* **Selected extract**
★ ★ ★
What were the important findings?

  • Constant-Murley scores were significantly increased in both groups from baseline (Group A: 43.5 +/- 6.1; Group B: 44.05 +/- 8.9) to 1 year (Group A: 88 +/- 10, p=0.0097; Group B: 59 +/- 7.9, p=0.0049) and 4 years (Group A: 94.2 +/- 4.9, p=0.0093; Group B: 85.9 +/- 16, p=0.0089). There was a significant between-group difference at 1 year (p=0.0092) favouring group A, however this statistical significance was lost at 4 years (p=0.0626).
  • In Group A, UCLA scores were 17.8 +/- 1.8 and 18.2 +/- 1.7 at 1 and 4 years, respectively. Group B UCLA scores were 11.8 +/- 4.9 and 15.4 +/- 4.2 at 1 and 4 years, respectively.
  • 85% (17) of patients in Group A and 55% (14) of patients in Group B had "good" patient satisfaction. Improvement was significant at 1 (p=0.011) and 4 years (p=0.014) in both groups. Satisfaction was not related to the degree of AC joint reduction.
★ ★ ★
* **Work to complete**
a. Using the study findings above, answer each question on its own line, marked the same way:
(i) What was the Constant-Murley score for Group A at 4 years?
(ii) What p-value is given for the between-group difference in Constant-Murley scores at 4 years?
(iii) What UCLA score did Group B have at 1 year?
b. Extend the study findings above by writing what comes next after their final sentence.

(Saved entries)
★ ★ ★
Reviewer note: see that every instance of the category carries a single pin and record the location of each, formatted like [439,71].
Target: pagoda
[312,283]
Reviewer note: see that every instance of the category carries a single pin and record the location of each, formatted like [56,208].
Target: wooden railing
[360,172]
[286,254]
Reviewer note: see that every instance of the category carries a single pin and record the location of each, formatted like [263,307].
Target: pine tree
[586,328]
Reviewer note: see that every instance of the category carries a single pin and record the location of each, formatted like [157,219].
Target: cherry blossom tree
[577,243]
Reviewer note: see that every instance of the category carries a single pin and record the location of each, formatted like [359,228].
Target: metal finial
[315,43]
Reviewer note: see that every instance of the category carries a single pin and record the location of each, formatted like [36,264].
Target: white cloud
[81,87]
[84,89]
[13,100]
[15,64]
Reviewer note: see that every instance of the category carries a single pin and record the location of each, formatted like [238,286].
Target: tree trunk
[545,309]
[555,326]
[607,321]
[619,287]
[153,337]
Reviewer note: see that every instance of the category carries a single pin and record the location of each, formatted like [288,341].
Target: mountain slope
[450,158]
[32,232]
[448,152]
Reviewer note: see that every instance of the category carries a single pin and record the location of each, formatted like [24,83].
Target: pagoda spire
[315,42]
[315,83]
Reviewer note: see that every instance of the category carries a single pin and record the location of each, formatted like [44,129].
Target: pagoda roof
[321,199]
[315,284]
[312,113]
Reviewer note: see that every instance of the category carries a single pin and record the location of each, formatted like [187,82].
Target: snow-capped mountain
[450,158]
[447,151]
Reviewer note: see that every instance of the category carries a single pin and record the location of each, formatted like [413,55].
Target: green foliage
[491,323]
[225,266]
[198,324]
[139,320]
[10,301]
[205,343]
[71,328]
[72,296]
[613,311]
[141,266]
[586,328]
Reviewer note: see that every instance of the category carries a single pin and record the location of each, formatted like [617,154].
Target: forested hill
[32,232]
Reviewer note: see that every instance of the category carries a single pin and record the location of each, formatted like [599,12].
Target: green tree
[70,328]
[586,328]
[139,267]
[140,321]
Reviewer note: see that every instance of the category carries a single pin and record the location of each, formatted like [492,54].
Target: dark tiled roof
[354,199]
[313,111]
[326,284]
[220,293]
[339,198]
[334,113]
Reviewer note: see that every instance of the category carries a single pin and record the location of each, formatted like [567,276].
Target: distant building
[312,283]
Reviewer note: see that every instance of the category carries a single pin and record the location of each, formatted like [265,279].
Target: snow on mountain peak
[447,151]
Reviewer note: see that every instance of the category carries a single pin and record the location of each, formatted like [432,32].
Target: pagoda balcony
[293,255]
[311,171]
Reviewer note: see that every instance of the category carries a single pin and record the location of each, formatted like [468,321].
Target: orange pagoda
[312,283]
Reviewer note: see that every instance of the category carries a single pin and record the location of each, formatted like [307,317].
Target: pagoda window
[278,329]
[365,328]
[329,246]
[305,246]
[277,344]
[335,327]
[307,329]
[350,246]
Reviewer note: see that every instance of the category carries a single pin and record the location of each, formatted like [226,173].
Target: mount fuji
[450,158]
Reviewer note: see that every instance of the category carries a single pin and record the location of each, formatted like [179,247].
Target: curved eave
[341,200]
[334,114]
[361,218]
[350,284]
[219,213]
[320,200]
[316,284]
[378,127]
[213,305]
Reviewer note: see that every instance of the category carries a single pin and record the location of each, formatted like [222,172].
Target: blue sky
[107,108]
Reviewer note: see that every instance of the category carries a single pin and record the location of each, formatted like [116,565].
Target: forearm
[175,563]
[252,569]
★ ★ ★
* **Response list**
a.
(i) 94.2 +/- 4.9
(ii) p=0.0626
(iii) 11.8 +/- 4.9

b.
  • Immediately following surgery, radiological imaging revealed that 19 patients in Group A (95%) and 12 patients in Group B (60%) had stable AC joints.
  • At 2 months, in Group A, one shoulder had subluxated, and another had completely dislocated. At 1 year, an additional 3 patients in this group (20%) had suffered a subluxation. No other cases of instability were recorded at 4 years (i.e. total number of subluxations and complete dislocations at study completion were 4 and 1, respectively). The number of subluxated shoulders at 4 years did not correlate with clinical scores.
  • At 2 months, in Group B, complete dislocation was found in 1 patient (5%) and subluxation was observed in another patient (5%). At 1 year, an additional 3 patients (20%) had suffered a subluxation and an additional 1 patient (5%) had suffered a complete dislocation. No other cases of instability were recorded at 4 years (i.e. total number of subluxations and complete dislocations at study completion were 4 and 2, respectively). The number of subluxated shoulders at 4 years did not correlate with clinical scores.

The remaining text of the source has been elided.